*WHAT TO DO:*
Count how many lines of the listing below contain the string "leaf", treating uppercase and lowercase letters as distinct. Reply with that number alone.
----- RAW DATA
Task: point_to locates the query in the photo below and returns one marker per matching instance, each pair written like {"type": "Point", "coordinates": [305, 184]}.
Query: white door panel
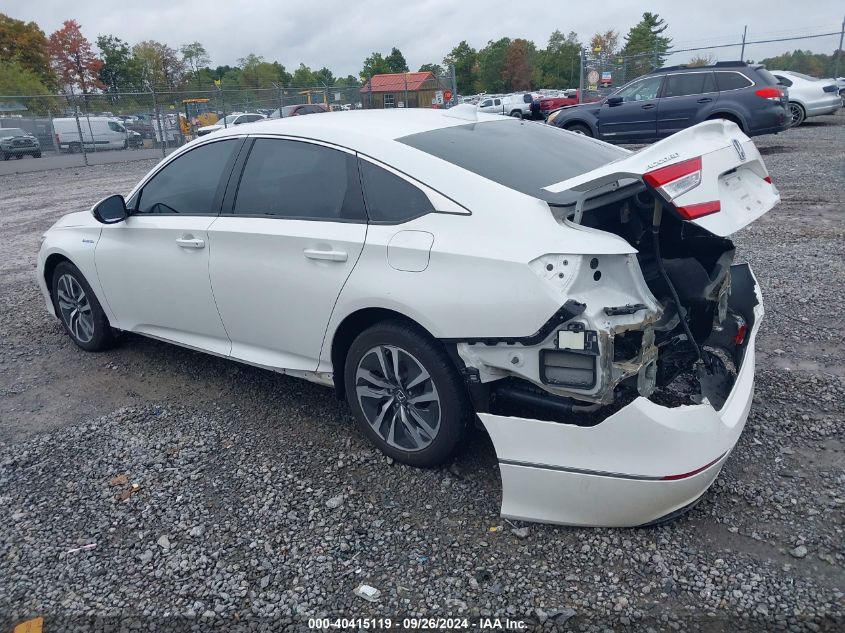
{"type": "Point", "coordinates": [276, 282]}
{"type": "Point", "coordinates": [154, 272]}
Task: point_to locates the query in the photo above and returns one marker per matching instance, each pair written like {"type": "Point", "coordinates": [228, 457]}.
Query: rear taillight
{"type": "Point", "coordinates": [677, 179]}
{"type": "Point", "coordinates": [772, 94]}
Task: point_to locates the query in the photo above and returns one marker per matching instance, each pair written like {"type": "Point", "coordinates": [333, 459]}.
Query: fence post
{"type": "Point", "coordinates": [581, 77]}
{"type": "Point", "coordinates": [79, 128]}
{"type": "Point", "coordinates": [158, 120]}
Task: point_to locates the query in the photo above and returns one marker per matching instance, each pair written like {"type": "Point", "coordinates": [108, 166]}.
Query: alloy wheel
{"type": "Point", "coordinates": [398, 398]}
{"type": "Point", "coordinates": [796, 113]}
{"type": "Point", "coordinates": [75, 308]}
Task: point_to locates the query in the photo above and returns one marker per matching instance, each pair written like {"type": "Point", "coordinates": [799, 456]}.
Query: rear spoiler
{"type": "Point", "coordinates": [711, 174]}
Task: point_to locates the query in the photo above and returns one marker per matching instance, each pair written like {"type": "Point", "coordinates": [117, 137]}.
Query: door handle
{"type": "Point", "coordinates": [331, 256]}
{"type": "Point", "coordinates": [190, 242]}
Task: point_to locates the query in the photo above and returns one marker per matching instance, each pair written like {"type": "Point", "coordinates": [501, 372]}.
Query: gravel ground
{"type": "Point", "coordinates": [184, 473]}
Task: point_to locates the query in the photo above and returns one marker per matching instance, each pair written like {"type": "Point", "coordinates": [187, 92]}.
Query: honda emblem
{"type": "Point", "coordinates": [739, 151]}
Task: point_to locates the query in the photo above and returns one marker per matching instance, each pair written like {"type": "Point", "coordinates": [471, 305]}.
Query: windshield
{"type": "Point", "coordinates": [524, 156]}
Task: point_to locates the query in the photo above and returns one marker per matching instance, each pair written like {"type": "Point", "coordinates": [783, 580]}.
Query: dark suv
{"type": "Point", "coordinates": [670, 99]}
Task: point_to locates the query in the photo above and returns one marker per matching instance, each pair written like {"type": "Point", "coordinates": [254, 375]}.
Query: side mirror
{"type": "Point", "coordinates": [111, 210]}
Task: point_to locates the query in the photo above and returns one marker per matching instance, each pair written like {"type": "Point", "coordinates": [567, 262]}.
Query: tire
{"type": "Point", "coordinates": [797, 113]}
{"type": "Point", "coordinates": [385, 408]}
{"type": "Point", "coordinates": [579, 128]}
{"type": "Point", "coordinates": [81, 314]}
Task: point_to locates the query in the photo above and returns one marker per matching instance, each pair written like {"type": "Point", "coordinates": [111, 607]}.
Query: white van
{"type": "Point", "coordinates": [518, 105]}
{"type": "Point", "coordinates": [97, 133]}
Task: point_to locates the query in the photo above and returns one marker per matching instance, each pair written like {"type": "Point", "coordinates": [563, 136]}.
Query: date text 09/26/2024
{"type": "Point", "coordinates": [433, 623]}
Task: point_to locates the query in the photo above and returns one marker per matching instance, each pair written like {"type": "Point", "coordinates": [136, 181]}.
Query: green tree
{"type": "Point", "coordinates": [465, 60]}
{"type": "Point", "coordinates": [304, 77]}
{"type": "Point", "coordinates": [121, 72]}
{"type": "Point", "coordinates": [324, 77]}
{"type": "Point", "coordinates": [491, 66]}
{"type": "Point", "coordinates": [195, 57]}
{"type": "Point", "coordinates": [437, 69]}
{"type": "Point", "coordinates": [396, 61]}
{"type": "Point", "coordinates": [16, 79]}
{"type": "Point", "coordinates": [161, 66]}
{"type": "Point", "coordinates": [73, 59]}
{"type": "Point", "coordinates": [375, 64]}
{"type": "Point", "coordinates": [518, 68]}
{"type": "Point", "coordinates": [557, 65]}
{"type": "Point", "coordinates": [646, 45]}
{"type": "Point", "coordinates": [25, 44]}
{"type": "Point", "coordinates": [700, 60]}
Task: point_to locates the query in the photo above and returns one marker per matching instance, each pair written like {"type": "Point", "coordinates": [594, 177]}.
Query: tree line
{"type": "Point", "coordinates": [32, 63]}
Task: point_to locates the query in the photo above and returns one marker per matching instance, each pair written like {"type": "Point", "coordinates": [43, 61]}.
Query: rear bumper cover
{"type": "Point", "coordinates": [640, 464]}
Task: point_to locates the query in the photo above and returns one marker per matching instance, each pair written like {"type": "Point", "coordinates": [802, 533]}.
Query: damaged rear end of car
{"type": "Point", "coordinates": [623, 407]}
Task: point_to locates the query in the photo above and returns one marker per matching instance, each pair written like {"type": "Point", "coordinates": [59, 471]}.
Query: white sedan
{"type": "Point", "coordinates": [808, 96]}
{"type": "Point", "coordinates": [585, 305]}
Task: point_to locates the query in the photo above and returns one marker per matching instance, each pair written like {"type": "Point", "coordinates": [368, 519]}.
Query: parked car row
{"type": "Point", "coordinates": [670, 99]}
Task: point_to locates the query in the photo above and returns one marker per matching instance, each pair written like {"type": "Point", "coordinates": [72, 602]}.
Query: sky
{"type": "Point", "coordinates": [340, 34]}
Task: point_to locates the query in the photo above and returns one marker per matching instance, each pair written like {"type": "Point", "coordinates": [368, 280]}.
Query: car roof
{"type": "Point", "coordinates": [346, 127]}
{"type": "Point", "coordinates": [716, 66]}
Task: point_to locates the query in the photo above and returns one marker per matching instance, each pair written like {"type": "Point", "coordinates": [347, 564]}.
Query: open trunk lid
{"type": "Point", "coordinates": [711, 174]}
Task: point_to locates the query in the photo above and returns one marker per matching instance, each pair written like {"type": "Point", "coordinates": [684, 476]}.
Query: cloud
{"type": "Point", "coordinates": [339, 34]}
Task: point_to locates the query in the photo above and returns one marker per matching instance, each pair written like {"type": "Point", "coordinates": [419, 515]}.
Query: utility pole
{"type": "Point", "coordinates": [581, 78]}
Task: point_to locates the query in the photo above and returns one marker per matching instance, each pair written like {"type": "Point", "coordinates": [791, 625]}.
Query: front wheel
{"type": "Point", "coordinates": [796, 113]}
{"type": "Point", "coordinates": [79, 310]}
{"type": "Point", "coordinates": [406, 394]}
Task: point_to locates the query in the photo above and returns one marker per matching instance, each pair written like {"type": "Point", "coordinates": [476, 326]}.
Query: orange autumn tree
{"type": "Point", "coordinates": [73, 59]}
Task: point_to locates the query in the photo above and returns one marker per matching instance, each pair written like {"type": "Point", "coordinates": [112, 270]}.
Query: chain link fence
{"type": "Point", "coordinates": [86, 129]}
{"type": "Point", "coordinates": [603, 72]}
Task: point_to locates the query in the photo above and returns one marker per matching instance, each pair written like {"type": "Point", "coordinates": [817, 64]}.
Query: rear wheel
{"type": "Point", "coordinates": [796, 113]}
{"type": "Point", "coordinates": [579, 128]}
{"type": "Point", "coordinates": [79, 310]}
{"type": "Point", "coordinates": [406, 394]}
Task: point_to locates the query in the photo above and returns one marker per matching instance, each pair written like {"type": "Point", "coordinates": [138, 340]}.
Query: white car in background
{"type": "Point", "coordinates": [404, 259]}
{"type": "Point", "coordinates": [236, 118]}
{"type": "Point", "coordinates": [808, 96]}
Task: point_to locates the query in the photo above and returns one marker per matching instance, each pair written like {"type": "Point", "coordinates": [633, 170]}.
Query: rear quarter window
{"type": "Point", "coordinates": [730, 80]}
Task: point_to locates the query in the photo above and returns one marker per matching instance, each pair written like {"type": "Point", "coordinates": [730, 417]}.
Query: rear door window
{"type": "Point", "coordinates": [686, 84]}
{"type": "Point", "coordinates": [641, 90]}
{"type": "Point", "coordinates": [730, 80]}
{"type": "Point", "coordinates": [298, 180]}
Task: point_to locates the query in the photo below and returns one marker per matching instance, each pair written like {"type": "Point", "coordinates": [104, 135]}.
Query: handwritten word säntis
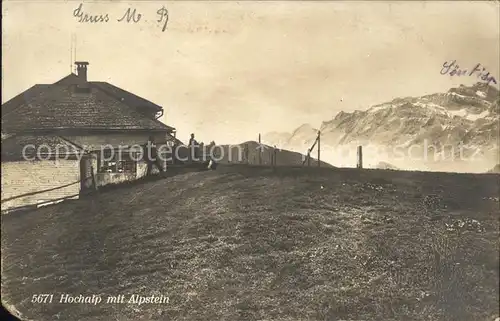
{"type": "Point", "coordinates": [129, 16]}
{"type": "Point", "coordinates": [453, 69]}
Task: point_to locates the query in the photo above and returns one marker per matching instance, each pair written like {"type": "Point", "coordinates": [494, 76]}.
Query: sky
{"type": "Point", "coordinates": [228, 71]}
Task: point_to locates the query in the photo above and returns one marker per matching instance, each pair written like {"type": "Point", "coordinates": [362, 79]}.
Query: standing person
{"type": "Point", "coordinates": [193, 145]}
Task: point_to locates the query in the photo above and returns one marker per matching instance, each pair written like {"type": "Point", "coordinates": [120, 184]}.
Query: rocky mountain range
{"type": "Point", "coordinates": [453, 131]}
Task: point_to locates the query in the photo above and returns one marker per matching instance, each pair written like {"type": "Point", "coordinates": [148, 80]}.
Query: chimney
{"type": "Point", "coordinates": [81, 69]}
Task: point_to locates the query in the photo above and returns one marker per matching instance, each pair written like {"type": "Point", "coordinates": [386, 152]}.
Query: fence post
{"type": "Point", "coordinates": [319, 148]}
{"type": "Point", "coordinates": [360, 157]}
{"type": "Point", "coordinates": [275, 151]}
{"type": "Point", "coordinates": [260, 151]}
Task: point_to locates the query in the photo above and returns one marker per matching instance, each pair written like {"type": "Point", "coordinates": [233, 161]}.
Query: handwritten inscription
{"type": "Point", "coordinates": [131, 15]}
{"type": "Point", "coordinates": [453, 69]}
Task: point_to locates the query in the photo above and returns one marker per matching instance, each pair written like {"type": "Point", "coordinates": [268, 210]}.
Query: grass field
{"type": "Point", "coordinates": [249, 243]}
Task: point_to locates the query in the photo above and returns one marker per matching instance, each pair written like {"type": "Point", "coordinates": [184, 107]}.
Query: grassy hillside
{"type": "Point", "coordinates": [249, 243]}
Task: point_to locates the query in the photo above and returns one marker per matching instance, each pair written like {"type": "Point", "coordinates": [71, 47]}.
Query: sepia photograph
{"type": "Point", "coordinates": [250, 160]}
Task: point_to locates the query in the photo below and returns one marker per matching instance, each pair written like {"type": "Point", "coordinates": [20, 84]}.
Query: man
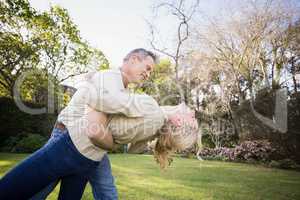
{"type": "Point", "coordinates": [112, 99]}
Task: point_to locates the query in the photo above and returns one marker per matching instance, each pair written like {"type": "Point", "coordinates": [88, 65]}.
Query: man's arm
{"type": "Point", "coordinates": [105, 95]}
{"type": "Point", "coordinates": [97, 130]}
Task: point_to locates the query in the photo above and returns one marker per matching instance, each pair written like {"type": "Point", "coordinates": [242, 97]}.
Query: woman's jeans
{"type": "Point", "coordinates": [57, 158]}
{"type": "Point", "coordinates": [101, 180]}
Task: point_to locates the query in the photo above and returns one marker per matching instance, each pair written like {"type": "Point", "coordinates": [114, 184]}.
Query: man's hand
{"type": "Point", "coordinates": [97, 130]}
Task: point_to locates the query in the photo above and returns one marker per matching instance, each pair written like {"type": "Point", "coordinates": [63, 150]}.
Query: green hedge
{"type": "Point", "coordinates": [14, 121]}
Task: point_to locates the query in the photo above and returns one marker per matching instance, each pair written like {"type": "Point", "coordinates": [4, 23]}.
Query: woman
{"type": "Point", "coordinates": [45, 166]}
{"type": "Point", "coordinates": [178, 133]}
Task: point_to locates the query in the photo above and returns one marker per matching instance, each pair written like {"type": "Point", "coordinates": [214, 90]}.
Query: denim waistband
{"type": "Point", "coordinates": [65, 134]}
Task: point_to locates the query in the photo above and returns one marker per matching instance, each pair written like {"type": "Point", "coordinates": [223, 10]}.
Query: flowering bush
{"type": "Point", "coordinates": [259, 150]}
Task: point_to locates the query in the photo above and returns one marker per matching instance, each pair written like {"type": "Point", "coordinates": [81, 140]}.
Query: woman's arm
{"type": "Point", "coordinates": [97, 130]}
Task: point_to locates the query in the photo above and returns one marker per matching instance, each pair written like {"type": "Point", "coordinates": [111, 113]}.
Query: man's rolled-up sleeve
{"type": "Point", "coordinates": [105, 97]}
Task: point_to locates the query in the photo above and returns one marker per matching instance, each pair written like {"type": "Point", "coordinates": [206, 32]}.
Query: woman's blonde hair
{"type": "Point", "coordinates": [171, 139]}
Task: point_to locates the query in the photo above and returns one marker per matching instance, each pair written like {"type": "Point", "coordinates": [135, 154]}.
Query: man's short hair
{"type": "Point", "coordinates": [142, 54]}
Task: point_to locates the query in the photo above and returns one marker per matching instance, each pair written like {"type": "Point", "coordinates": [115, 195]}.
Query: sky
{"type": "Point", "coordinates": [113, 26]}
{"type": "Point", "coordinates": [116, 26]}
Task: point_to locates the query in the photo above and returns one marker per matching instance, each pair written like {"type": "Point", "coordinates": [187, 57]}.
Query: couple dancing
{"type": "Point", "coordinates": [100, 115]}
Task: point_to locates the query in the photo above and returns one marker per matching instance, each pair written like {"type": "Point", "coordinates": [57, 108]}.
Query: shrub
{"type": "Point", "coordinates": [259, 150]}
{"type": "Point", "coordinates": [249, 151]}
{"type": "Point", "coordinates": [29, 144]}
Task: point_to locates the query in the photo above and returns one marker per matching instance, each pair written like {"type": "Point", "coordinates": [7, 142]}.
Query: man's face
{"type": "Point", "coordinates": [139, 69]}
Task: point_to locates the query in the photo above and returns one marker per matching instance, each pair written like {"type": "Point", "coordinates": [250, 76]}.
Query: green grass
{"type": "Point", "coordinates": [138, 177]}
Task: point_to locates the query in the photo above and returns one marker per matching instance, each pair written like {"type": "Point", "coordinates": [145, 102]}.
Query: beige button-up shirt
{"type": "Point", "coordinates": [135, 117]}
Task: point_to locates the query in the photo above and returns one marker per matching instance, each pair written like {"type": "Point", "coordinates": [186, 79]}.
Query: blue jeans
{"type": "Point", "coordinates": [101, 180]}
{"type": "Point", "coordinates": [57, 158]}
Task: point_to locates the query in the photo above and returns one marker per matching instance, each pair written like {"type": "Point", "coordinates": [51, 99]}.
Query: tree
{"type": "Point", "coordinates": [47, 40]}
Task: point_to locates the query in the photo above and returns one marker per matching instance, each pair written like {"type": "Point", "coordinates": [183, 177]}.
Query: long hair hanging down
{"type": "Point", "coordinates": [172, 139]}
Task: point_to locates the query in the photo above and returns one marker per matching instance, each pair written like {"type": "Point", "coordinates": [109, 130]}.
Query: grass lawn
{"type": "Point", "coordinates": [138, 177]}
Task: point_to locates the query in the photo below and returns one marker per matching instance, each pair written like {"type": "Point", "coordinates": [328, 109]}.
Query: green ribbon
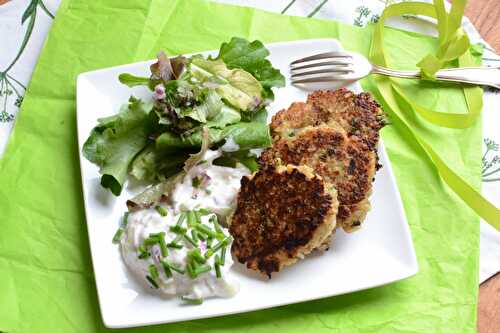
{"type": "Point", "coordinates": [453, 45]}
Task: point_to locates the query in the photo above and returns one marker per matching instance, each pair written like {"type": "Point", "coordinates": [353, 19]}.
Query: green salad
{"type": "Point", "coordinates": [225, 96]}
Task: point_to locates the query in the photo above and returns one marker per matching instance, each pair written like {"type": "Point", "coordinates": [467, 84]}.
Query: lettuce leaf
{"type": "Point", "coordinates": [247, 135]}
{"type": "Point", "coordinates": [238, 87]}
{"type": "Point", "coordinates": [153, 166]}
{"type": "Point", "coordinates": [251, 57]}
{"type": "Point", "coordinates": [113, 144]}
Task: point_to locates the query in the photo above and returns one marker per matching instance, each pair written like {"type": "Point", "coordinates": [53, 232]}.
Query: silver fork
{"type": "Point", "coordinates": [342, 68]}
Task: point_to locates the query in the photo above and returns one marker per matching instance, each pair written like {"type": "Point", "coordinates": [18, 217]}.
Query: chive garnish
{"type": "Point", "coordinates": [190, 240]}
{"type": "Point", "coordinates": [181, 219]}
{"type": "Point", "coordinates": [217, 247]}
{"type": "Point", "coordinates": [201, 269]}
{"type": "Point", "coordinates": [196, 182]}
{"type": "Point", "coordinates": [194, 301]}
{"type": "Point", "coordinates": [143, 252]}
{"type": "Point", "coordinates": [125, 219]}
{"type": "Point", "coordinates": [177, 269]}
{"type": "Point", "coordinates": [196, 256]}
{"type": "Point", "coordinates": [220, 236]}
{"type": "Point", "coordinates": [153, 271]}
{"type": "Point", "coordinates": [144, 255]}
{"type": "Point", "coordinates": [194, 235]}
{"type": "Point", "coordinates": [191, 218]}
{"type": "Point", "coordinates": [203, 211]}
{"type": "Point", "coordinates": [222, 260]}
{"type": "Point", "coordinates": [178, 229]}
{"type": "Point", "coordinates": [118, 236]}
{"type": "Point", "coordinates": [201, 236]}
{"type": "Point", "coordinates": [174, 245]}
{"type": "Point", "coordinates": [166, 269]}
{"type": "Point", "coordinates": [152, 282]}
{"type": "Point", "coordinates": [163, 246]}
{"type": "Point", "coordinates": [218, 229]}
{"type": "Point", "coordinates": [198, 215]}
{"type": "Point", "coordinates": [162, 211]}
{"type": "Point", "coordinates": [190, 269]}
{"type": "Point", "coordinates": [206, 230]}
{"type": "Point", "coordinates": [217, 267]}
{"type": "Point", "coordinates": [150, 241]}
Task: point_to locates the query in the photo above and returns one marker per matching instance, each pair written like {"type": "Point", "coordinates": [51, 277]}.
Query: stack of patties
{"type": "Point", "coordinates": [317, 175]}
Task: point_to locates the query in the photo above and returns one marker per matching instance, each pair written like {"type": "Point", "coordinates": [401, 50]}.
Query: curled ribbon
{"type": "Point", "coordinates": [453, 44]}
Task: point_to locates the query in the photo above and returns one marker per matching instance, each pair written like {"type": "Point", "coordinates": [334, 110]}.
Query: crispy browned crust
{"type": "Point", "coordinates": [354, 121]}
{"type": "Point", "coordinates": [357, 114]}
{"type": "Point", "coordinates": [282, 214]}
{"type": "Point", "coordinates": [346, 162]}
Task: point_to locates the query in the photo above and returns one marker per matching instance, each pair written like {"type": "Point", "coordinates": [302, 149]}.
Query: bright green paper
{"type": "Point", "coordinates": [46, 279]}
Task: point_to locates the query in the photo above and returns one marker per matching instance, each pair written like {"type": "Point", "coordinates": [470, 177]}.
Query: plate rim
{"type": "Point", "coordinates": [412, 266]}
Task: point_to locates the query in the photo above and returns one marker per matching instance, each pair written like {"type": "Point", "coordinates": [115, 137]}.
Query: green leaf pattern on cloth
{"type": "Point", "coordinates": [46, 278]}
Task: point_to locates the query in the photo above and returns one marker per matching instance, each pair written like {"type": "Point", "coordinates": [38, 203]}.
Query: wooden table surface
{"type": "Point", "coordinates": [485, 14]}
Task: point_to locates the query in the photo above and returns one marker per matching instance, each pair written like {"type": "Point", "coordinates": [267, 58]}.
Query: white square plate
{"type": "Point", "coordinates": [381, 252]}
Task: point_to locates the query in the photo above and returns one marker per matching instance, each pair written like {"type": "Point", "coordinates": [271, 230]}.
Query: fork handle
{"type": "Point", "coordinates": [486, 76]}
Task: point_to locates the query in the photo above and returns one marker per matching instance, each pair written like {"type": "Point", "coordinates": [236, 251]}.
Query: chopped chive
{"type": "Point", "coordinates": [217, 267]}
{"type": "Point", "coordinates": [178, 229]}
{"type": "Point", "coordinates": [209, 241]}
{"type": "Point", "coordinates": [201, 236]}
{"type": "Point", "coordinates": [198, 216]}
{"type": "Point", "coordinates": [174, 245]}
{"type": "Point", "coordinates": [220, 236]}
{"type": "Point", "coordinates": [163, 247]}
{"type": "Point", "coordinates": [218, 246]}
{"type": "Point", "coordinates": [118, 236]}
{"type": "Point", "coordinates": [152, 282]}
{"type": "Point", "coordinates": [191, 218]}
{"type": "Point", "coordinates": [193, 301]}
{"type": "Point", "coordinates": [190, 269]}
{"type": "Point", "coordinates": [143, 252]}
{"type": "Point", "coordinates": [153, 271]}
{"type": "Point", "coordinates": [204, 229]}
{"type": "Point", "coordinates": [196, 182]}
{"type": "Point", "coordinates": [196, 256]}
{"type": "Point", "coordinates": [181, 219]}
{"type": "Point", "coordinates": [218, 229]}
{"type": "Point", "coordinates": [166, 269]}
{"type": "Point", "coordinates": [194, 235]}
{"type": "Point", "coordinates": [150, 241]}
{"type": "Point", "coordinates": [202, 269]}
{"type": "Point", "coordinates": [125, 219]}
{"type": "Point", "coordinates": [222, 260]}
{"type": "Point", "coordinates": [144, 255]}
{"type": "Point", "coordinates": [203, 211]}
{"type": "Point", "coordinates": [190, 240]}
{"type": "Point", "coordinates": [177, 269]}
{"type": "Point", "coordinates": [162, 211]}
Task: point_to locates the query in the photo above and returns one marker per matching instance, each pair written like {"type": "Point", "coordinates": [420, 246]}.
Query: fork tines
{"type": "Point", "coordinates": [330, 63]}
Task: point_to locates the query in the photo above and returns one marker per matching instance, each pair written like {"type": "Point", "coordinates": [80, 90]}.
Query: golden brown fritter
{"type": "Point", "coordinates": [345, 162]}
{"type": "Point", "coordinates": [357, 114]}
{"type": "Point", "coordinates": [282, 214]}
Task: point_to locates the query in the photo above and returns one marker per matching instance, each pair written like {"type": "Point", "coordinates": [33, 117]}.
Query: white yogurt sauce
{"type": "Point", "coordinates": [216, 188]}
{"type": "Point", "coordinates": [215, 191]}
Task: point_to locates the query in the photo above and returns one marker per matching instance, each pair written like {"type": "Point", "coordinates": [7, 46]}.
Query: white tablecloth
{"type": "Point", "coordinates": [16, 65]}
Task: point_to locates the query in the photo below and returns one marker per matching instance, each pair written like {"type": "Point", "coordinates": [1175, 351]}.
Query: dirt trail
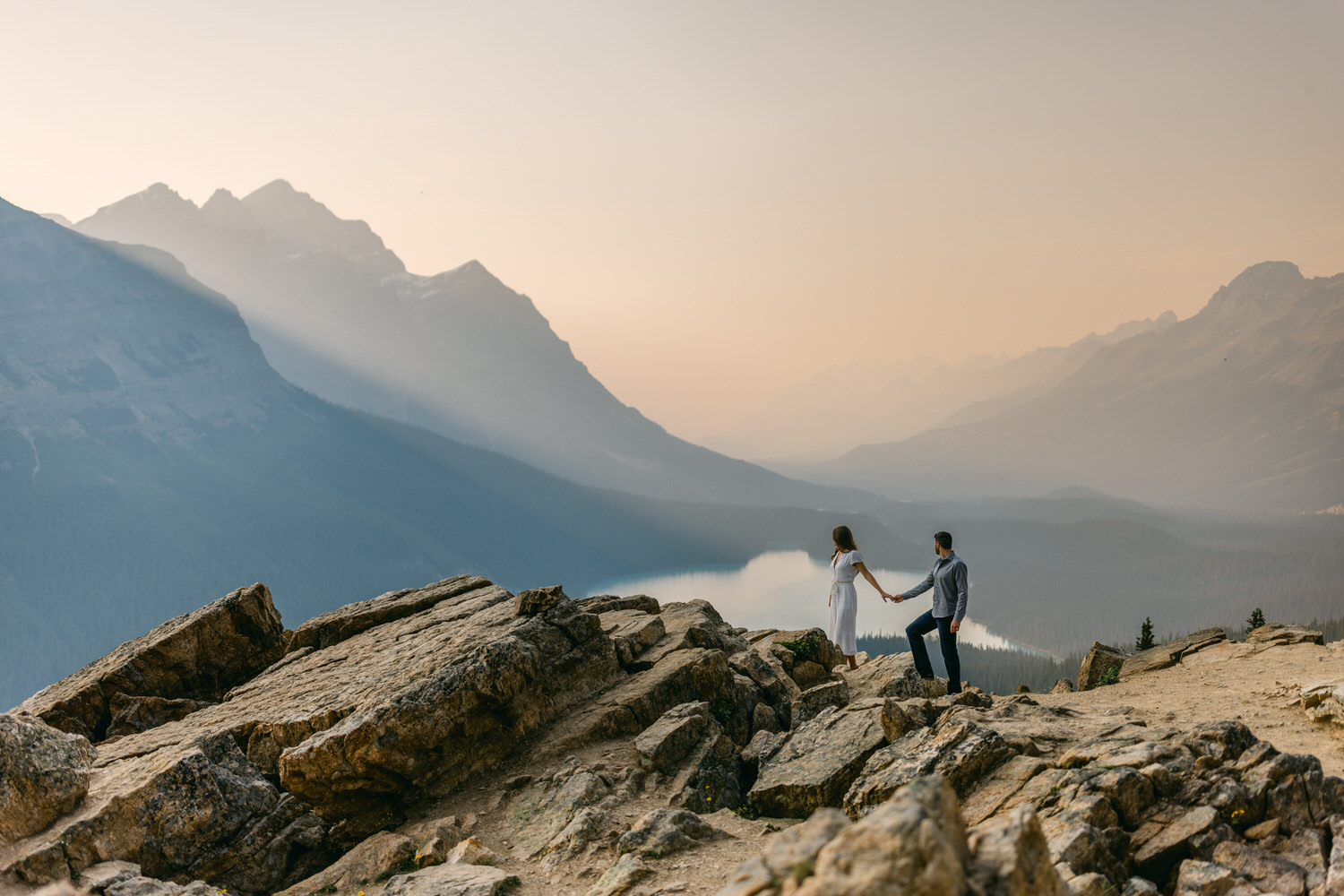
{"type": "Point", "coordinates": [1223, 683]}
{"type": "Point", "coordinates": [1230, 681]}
----------
*FULL ANSWER:*
2